→ **Supplied information**
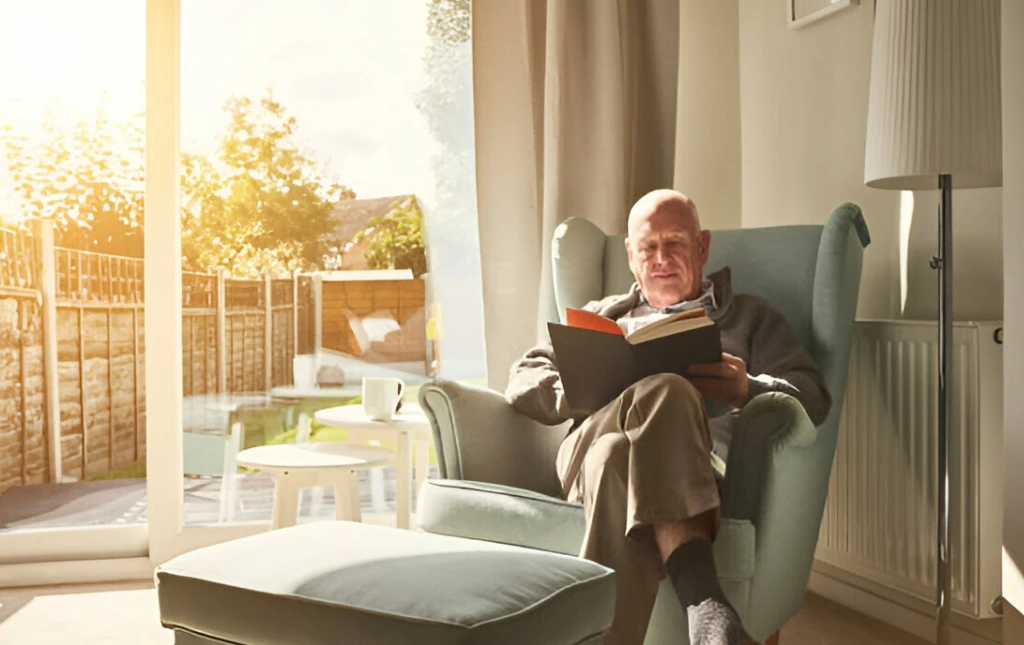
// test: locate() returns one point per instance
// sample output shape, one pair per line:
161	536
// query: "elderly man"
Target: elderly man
646	466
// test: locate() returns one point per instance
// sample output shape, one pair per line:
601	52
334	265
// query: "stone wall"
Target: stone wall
24	443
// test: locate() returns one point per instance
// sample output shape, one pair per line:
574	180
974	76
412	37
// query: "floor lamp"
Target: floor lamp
934	123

→ **Task objective**
Select each line of the entries above that contains the word "elderly", matching case exactly.

→ **Full answer**
// query: "elderly man"
Target: elderly man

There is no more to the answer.